start

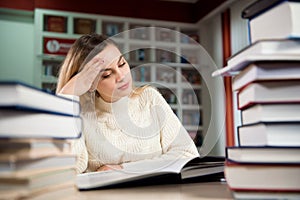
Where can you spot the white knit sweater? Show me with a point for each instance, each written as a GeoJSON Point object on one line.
{"type": "Point", "coordinates": [131, 130]}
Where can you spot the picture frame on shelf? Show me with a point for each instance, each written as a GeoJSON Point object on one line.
{"type": "Point", "coordinates": [84, 26]}
{"type": "Point", "coordinates": [112, 28]}
{"type": "Point", "coordinates": [139, 32]}
{"type": "Point", "coordinates": [189, 37]}
{"type": "Point", "coordinates": [55, 23]}
{"type": "Point", "coordinates": [165, 35]}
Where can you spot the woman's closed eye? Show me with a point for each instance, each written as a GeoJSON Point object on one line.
{"type": "Point", "coordinates": [122, 63]}
{"type": "Point", "coordinates": [106, 74]}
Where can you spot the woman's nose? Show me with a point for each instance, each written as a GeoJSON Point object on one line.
{"type": "Point", "coordinates": [119, 75]}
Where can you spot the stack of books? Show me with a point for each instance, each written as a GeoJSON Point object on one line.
{"type": "Point", "coordinates": [36, 129]}
{"type": "Point", "coordinates": [265, 162]}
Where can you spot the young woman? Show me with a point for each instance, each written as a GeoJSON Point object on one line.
{"type": "Point", "coordinates": [123, 125]}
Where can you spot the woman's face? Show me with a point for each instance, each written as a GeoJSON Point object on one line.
{"type": "Point", "coordinates": [115, 79]}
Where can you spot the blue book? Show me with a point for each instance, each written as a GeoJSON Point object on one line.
{"type": "Point", "coordinates": [16, 94]}
{"type": "Point", "coordinates": [29, 112]}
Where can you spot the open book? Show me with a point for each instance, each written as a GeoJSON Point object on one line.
{"type": "Point", "coordinates": [163, 171]}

end

- What you should do -
Can you write out the material above again with "Where can you spot" replaced by "Where do you see" throughout, keeping everything else unchanged and omitting the pictures?

- Reply -
Where do you see the white knit sweater? Show me with a point for each instance, each written as a GeoJSON Point object on one line.
{"type": "Point", "coordinates": [131, 130]}
Where do you see the picture frame on shelf? Show me with a point for each instance, each written as a GeoJSON Point object on one line.
{"type": "Point", "coordinates": [84, 26]}
{"type": "Point", "coordinates": [112, 28]}
{"type": "Point", "coordinates": [139, 32]}
{"type": "Point", "coordinates": [189, 37]}
{"type": "Point", "coordinates": [55, 23]}
{"type": "Point", "coordinates": [165, 35]}
Where do you see the woman's closed eye? Show me with a point for each instance, each written as a GeoJSON Point object on one line.
{"type": "Point", "coordinates": [122, 63]}
{"type": "Point", "coordinates": [106, 74]}
Where do you see the woman's nose? Show me with a point for each instance, each written as a GeoJSON Point object on one line.
{"type": "Point", "coordinates": [119, 75]}
Where do you see the stack of books? Show me with a point for each instance, each written as a GeoJSON Point object on one line.
{"type": "Point", "coordinates": [36, 129]}
{"type": "Point", "coordinates": [265, 162]}
Where do you see the young woman? Show me with a point for each instance, each written as a GeoJSON Point object on one line.
{"type": "Point", "coordinates": [123, 125]}
Where do you see the woman's face? Show me with a point for each instance, each written as a GeoJSON Point object on one line.
{"type": "Point", "coordinates": [115, 79]}
Where do you see the blue book? Show me with a point for each instance, each written as a GeoJSON Point object on one line.
{"type": "Point", "coordinates": [16, 94]}
{"type": "Point", "coordinates": [29, 112]}
Where do you see the open book? Show me with a point for each instance, each written as a GeoJSON Point object on one line.
{"type": "Point", "coordinates": [163, 171]}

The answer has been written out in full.